▸ Records from a data collection

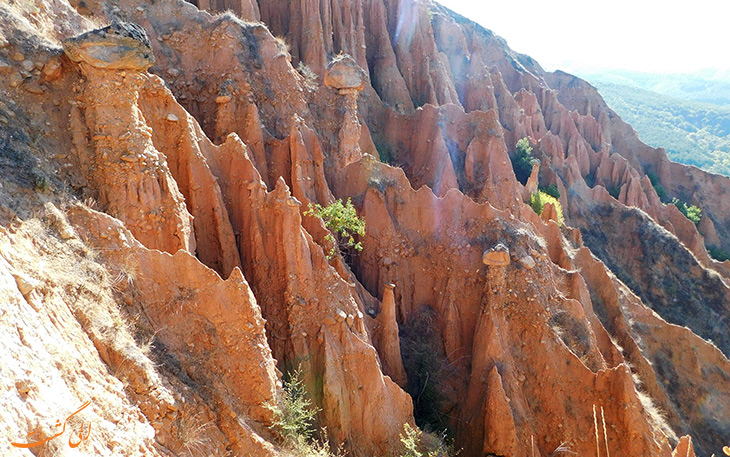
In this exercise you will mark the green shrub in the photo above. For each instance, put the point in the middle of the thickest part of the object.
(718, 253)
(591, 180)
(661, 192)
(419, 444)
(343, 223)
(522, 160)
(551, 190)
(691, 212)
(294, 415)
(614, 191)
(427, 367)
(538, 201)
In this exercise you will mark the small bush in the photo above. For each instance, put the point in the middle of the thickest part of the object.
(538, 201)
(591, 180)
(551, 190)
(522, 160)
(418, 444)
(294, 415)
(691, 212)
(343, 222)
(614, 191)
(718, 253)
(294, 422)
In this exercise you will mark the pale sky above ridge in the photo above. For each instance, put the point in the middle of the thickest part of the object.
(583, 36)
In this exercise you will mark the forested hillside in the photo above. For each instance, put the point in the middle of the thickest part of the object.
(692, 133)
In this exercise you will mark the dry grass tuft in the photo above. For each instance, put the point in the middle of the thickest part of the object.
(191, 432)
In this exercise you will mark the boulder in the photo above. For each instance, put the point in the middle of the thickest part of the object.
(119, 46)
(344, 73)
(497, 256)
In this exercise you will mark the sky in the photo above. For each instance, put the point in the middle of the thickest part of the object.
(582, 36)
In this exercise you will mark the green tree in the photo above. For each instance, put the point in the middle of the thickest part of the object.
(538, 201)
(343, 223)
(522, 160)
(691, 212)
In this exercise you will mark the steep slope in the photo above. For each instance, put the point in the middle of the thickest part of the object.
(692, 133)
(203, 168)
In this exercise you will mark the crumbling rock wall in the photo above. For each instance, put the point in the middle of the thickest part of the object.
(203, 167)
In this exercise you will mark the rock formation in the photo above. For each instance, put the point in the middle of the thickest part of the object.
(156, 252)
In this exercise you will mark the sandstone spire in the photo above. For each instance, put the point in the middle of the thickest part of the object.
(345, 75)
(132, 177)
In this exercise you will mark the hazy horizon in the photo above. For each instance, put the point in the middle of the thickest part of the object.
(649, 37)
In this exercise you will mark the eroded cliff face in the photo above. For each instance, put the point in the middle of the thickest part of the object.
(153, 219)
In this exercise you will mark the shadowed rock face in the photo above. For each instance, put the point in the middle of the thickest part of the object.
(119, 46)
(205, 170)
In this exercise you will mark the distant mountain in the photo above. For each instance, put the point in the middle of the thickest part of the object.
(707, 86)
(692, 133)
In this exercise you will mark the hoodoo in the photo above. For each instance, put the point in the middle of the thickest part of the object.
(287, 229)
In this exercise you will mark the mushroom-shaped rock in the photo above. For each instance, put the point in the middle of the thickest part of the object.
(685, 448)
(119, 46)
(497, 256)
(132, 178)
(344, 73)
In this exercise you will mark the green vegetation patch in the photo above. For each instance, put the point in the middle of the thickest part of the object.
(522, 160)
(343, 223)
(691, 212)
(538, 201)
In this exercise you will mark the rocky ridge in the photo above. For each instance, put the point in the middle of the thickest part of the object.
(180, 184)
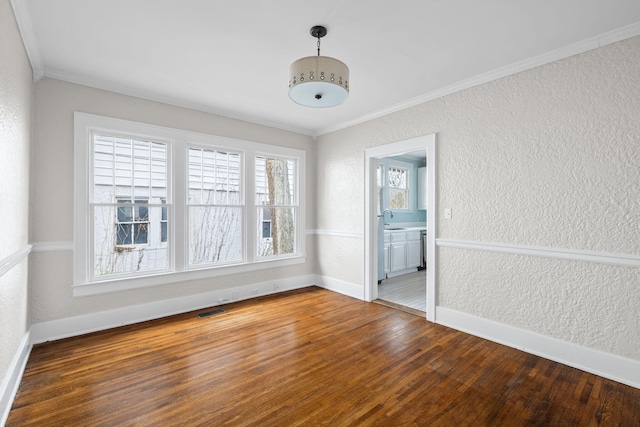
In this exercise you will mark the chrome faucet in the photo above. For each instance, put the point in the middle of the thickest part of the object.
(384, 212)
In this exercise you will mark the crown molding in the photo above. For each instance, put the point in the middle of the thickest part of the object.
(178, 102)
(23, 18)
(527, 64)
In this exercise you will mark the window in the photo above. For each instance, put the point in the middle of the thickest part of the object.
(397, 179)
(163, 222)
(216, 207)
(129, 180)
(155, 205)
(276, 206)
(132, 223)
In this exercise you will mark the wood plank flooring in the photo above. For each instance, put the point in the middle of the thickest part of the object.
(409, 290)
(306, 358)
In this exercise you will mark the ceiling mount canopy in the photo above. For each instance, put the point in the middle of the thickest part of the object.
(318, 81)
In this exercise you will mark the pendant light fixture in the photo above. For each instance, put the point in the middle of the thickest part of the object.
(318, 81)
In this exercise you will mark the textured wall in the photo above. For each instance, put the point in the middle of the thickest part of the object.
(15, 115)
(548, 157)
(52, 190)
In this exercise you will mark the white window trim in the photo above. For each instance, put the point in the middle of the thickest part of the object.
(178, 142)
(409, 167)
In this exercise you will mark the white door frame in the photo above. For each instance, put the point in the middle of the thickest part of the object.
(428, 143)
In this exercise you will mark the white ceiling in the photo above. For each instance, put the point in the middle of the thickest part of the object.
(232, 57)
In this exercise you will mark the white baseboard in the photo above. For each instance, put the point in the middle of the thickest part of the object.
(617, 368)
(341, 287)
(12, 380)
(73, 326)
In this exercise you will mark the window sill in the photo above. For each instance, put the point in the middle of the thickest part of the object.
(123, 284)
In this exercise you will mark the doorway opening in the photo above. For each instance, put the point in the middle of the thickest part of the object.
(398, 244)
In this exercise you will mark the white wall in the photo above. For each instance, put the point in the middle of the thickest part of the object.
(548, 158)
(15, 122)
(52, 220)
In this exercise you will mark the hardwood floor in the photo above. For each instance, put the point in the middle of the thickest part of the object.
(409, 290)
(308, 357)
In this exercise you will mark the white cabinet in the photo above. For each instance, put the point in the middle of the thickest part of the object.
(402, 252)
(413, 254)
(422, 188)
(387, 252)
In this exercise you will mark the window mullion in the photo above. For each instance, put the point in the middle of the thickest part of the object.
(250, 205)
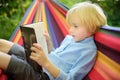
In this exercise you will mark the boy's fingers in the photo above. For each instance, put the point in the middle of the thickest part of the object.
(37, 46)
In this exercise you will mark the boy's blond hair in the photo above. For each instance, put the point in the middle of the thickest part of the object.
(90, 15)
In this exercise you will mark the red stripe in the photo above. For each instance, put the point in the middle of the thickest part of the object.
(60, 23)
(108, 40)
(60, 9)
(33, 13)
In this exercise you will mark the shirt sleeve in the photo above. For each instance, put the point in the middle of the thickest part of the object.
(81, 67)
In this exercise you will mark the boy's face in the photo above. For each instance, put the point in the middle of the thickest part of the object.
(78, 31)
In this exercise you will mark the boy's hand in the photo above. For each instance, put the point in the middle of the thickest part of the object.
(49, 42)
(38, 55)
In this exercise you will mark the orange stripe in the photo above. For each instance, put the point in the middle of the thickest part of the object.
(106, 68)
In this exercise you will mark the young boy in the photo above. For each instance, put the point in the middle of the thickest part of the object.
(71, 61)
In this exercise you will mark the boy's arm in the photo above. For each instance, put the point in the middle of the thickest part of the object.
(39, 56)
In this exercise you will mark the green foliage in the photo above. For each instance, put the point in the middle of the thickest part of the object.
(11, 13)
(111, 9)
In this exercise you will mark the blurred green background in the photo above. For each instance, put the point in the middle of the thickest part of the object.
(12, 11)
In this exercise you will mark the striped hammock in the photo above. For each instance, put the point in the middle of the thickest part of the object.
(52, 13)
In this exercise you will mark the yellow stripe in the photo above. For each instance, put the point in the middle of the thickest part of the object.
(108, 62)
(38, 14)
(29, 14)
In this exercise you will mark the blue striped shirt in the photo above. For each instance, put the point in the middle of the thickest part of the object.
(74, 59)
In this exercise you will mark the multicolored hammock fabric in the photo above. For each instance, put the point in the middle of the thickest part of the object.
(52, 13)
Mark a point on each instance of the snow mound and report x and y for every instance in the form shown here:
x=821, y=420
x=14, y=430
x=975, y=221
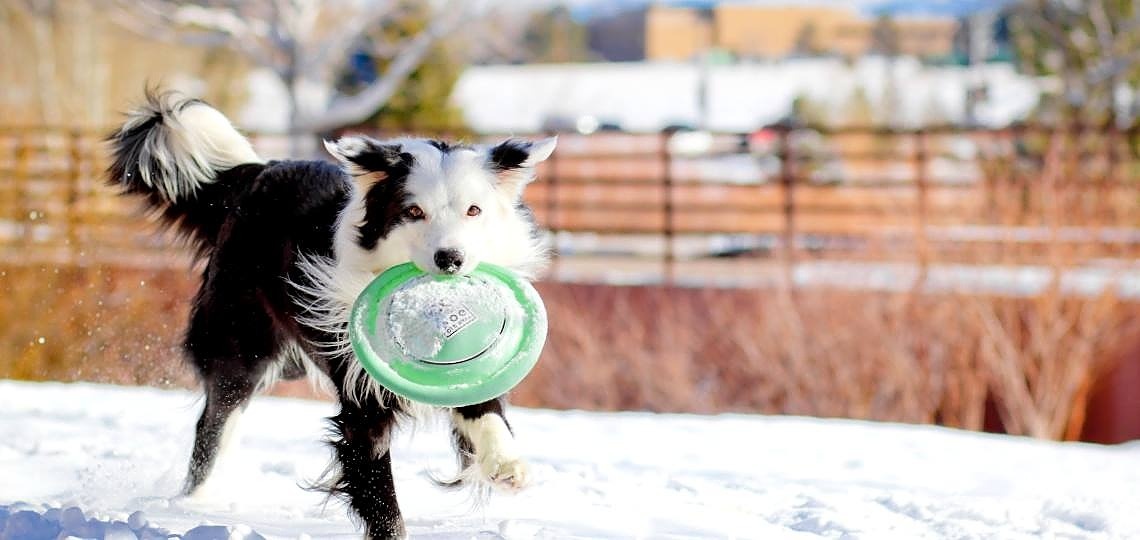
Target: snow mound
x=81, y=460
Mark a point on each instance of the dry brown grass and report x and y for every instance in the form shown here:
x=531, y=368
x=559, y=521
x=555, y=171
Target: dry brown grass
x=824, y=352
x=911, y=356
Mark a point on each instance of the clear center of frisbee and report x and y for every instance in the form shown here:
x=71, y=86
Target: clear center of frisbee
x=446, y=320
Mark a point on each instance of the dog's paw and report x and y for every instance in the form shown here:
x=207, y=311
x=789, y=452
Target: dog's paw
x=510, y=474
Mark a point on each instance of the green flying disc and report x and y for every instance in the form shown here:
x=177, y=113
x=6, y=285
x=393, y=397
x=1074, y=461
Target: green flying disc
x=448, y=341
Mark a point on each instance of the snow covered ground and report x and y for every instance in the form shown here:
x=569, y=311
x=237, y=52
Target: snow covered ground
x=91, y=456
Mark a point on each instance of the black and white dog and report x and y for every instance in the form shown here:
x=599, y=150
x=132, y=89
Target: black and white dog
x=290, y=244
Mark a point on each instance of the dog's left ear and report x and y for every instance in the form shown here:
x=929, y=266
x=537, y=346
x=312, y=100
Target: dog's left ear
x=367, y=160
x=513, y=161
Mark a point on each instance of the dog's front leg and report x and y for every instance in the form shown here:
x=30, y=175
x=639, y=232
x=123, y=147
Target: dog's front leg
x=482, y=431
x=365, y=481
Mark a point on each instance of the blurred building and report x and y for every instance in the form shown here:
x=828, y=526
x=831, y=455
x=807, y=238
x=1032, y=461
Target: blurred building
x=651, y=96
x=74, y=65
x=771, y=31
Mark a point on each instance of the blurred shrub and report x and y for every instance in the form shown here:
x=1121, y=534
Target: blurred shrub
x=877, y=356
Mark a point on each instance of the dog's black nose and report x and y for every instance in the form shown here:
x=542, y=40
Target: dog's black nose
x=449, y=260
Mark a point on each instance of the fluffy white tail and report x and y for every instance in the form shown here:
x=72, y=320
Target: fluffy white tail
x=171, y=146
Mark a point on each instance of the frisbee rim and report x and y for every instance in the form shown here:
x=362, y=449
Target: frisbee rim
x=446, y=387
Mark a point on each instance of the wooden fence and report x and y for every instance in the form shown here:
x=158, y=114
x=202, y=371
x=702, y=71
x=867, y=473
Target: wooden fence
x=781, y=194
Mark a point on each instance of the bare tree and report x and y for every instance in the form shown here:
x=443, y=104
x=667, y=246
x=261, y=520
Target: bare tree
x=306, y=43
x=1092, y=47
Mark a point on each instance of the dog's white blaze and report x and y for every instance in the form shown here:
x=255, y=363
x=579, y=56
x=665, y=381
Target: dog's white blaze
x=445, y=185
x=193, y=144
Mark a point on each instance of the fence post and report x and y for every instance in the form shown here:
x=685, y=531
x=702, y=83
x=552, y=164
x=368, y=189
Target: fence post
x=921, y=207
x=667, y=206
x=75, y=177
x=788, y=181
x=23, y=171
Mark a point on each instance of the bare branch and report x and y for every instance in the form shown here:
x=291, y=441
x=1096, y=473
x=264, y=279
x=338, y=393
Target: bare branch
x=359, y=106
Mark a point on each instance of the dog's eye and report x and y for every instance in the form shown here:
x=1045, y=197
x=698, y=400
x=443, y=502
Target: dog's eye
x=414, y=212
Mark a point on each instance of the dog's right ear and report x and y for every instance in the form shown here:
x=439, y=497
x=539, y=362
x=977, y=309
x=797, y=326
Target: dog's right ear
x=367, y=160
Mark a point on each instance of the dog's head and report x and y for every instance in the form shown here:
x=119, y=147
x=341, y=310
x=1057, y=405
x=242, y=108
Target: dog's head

▸ WORK TO COMPLETE
Rewrite every line between the line holding "Mark a point on each instance of the dog's paw" and the line holding "x=449, y=260", inclusive, and multiply each answer coordinate by 0.35, rounding to a whole number with halves going up. Copy all other lines in that range unchanged, including their sample coordinates.

▸ RESULT BELOW
Mark a point on each instance of the dog's paw and report x and y for every instance in the form shown here:
x=207, y=311
x=789, y=452
Target: dog's paw
x=179, y=166
Mark a point on each instance of the green flying disc and report x and y for every instance in the form shown here:
x=177, y=113
x=6, y=285
x=393, y=397
x=1074, y=461
Target: green flying disc
x=157, y=119
Mark a point on each instance of the snow covered ground and report x and y for every instance in the form shown here:
x=569, y=311
x=237, y=52
Target: snow covered ground
x=32, y=160
Mark a point on each instance of the black and white dog and report x and y for every instance in the form shown here:
x=599, y=150
x=132, y=89
Target: black and white dog
x=102, y=85
Mark a point on each instance of the dog's left ear and report x and y for every instance in the form shown here:
x=929, y=266
x=537, y=346
x=312, y=100
Target: dog's left ear
x=128, y=56
x=180, y=56
Mark a point on each instance of the dog's front leg and report x and y for every instance in the form shown here:
x=30, y=175
x=639, y=232
x=123, y=147
Target: dog's front leg
x=169, y=151
x=128, y=168
Mark a point on each instance of the blurred building and report x and y for every instance in the form shown here:
x=828, y=526
x=831, y=455
x=807, y=238
x=1032, y=461
Target: blurred building
x=228, y=34
x=26, y=23
x=270, y=11
Mark a point on each instance of the blurred shrub and report x and y for every instance in the form shown here:
x=1121, y=534
Target: blurred shrub
x=307, y=125
Mark a point on each instance of the dog's black nose and report x and y for every instance in the form shown here:
x=542, y=40
Target: dog's black nose
x=157, y=91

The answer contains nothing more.